I would laugh if a company rejected my proven ability to build giant
distributed systems in the cloud because they were built in C#.

------
ditonal
Keep all these spurious rejections and arbitrary hiring processes in mind next
time pg or BigTech's lobbyists bemoan the desperate shortage of great
programmers.

------
datashovel
I think the recruiting problem in technology in general is that programmers
don't meet and interact with enough different types of programmers in work
settings, so they really don't know what they want or what they should be
looking for.

I'd suggest everyone start doing this instead:

For anyone who meets basic criteria / filters, hire them at least part time,
and put them to work. If they don't make the cut 3 months later (based on some
objective criteria) let them go. Then after you've done all your recruiting
like this maybe 1-2 years later evaluate what your team consists of.

It's not even a question in my mind. I'm not 99% sure. I'm 100% confident the
team will not look like the recruiting team originally envisioned it would
look before they started hiring.

EDIT: And I'm 100% confident those teams will consist of an overall better
quality of engineer, and putting out higher quality products, than they
would've ended up with if they stuck with trying to find what they believe to
be the right "culture fit" or some concept of what a "prototypical engineer"

# Challenges
• A. Answer these questions about the hiring thread:
(i) According to the first comment, what language were the distributed systems built in?
(ii) How long after hiring does datashovel propose deciding whether someone made the cut?
(iii) How confident does datashovel say they are that the team will not look like the recruiting team originally envisioned?
• B. In the hiring thread, list in order the steps of the recruiting approach that datashovel proposes.

Image location labeling entries:
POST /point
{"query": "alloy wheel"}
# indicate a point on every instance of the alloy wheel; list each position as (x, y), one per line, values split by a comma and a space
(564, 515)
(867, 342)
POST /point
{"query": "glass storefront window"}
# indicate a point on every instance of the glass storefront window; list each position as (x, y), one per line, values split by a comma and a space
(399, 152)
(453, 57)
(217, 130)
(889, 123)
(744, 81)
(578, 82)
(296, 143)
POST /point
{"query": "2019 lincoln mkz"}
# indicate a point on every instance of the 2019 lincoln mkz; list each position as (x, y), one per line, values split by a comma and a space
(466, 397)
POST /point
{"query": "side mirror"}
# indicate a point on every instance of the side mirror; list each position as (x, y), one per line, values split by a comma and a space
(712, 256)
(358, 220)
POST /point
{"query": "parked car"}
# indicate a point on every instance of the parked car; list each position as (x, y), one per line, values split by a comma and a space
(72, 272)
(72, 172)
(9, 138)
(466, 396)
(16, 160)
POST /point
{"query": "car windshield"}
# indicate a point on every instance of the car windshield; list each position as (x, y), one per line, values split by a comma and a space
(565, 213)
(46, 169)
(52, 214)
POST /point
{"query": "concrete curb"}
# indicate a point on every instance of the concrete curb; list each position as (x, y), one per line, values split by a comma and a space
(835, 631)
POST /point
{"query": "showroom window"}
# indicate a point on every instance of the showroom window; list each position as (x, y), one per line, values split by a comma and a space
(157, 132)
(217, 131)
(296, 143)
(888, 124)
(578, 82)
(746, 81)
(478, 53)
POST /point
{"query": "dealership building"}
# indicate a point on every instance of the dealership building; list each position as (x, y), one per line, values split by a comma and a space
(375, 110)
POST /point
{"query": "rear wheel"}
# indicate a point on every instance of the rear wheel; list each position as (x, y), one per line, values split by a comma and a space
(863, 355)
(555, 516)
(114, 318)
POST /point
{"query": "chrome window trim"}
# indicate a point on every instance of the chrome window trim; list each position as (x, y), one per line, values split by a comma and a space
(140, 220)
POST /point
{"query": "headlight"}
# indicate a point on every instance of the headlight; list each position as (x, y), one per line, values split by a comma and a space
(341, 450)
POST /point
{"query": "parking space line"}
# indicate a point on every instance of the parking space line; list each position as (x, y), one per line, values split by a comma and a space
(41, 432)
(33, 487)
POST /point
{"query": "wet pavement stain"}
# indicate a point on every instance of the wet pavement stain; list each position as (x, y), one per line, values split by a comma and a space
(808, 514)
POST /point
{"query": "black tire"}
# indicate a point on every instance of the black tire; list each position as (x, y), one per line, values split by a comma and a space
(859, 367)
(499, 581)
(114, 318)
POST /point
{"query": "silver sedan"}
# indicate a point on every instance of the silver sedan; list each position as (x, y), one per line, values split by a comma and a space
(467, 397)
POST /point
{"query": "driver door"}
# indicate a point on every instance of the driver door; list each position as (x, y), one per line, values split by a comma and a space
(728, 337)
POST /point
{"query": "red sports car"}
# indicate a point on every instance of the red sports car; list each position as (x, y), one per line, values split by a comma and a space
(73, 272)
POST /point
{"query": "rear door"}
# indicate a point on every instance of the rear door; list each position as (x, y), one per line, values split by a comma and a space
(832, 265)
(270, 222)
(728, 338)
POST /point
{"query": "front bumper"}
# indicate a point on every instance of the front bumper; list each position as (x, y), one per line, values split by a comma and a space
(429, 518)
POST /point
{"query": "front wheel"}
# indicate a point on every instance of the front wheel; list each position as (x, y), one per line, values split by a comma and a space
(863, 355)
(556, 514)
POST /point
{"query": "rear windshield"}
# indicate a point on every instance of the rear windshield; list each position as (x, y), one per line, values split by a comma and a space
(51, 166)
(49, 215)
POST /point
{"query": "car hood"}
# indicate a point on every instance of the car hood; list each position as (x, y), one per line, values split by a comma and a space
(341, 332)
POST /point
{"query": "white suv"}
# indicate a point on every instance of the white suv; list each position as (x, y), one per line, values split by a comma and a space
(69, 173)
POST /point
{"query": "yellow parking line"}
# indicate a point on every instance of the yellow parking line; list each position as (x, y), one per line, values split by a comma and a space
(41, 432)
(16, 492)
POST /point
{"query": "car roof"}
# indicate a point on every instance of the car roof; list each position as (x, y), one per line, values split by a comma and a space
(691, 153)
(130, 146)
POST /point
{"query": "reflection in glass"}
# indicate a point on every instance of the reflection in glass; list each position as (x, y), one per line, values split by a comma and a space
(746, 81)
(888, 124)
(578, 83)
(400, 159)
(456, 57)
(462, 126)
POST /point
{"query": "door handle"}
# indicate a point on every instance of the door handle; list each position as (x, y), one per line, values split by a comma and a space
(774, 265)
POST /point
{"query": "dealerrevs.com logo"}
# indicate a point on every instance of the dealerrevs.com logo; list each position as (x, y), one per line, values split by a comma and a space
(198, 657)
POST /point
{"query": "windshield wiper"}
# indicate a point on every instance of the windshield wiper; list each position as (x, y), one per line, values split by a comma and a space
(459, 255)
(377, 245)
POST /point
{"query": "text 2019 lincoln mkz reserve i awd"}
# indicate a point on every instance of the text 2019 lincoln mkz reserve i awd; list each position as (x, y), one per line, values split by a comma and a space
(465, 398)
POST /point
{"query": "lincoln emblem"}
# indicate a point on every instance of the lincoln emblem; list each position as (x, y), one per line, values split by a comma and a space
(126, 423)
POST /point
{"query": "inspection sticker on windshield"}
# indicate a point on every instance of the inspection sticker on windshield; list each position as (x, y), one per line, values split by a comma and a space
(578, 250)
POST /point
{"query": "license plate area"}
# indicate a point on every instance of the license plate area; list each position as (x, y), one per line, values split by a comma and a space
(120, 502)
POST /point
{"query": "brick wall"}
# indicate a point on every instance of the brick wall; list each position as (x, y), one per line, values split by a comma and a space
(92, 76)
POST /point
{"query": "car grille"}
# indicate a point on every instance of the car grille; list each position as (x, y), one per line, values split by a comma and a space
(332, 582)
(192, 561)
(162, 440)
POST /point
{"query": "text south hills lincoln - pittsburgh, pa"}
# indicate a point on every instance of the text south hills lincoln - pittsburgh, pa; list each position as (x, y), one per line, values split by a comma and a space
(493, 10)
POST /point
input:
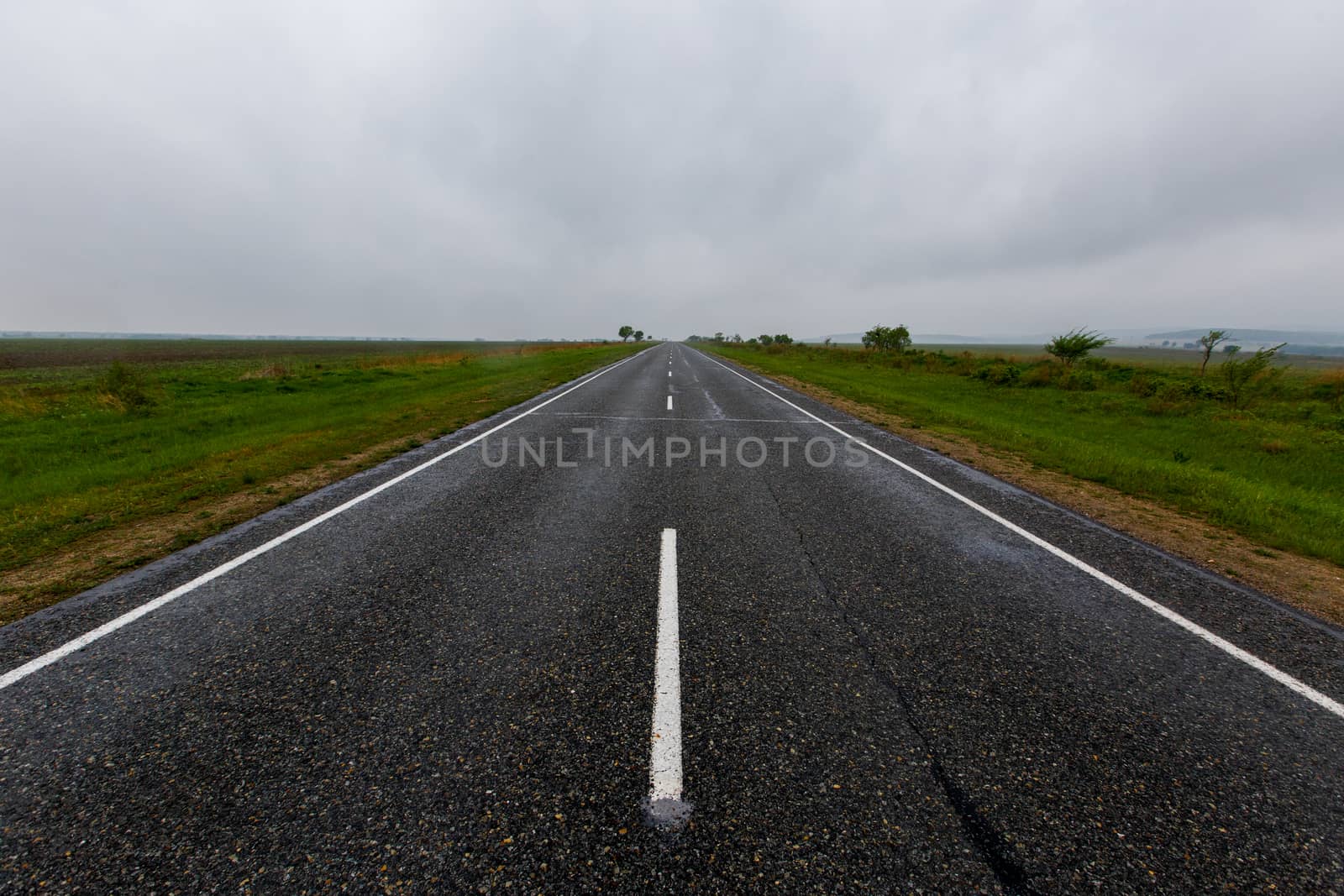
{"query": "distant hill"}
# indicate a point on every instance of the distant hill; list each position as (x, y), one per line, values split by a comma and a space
(1297, 342)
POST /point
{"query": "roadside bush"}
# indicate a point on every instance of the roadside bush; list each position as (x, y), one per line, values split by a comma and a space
(127, 387)
(999, 374)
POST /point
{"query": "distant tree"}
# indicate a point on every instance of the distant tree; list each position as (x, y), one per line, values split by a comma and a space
(1207, 343)
(1075, 344)
(1241, 374)
(887, 338)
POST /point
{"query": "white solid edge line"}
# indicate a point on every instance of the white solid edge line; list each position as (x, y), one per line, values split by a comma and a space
(1194, 627)
(144, 609)
(665, 739)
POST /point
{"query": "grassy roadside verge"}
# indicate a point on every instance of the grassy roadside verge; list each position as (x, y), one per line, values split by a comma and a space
(112, 457)
(1254, 492)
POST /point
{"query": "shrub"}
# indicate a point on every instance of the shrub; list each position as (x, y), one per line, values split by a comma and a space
(1075, 344)
(1245, 376)
(127, 387)
(887, 338)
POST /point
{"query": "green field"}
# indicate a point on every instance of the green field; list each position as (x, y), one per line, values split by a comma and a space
(1269, 466)
(98, 434)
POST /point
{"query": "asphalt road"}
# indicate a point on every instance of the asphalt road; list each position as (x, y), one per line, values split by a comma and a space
(450, 684)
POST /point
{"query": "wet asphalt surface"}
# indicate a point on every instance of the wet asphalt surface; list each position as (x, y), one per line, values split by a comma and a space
(448, 688)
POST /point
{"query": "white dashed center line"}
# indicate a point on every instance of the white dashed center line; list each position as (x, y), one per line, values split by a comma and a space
(665, 806)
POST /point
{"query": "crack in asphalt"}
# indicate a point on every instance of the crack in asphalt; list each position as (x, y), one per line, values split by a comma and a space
(987, 839)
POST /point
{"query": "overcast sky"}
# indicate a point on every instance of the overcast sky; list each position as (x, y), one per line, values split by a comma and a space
(526, 170)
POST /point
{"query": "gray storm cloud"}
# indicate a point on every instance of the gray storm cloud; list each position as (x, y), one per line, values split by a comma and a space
(495, 170)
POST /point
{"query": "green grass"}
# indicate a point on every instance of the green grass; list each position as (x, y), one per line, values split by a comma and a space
(1272, 469)
(97, 434)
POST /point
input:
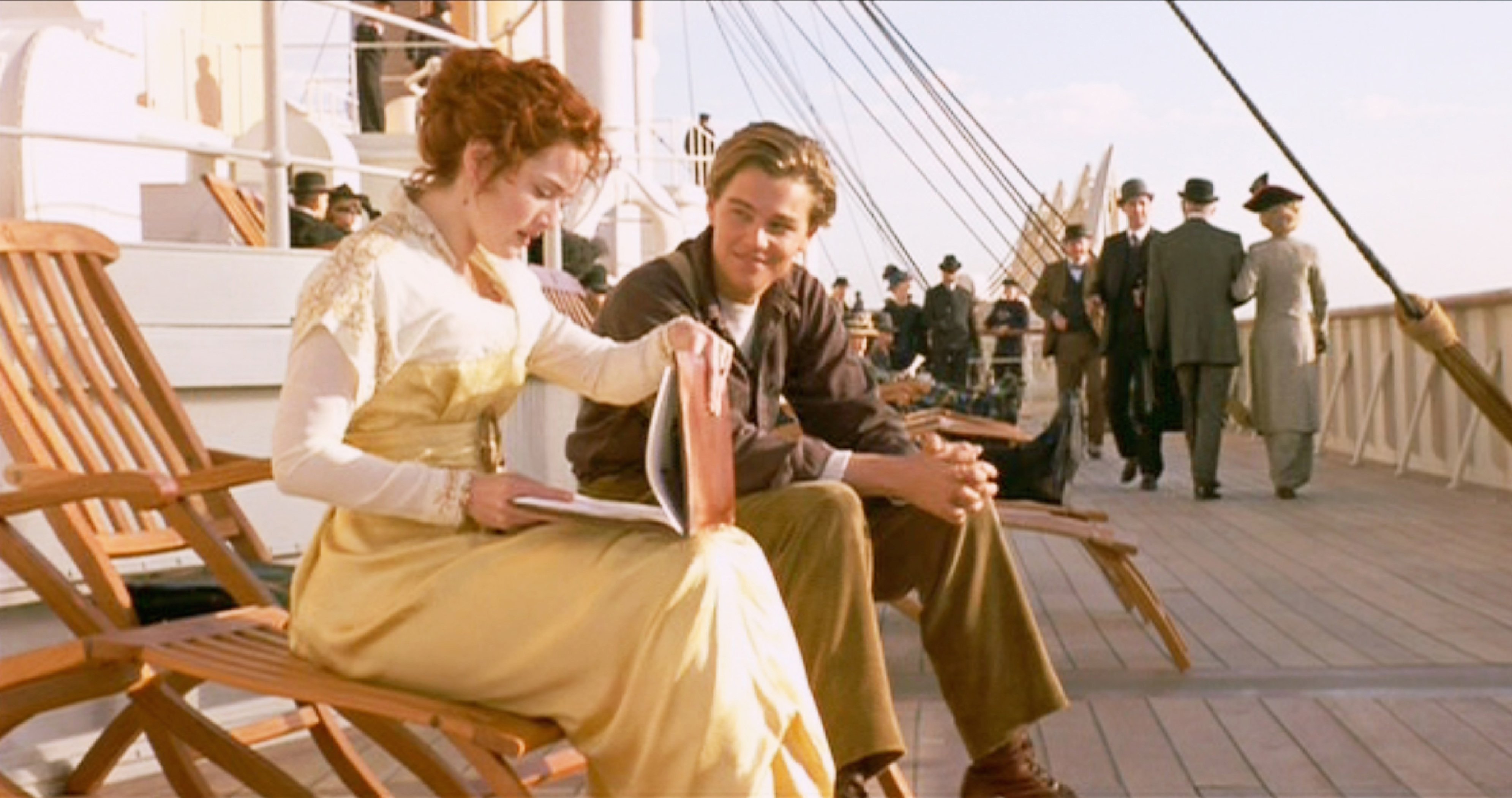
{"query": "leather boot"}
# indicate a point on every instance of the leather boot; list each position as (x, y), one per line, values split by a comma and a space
(850, 782)
(1012, 773)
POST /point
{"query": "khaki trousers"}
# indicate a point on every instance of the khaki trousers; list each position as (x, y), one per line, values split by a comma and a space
(834, 555)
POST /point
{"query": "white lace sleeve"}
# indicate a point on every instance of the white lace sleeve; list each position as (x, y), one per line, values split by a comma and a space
(311, 459)
(601, 369)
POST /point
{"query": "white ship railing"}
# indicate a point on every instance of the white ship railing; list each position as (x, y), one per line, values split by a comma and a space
(1389, 401)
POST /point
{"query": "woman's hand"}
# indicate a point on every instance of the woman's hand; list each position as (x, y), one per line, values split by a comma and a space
(490, 502)
(689, 336)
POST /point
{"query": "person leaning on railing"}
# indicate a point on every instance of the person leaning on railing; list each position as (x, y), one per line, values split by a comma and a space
(669, 663)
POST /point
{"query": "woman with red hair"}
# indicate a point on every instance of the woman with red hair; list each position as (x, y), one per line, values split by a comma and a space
(669, 661)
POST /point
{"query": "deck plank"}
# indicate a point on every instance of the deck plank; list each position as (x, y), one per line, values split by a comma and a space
(1345, 644)
(1277, 758)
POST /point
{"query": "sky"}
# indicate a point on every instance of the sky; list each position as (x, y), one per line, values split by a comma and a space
(1401, 111)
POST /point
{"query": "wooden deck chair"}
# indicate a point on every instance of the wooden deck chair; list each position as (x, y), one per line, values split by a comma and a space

# Responses
• A.
(i) C#
(ii) 3 months
(iii) 100% confident

• B.
1. Hire anyone who meets basic criteria or filters, at least part time, and put them to work.
2. If they don't make the cut 3 months later, based on some objective criteria, let them go.
3. After recruiting this way for 1-2 years, evaluate what the team consists of.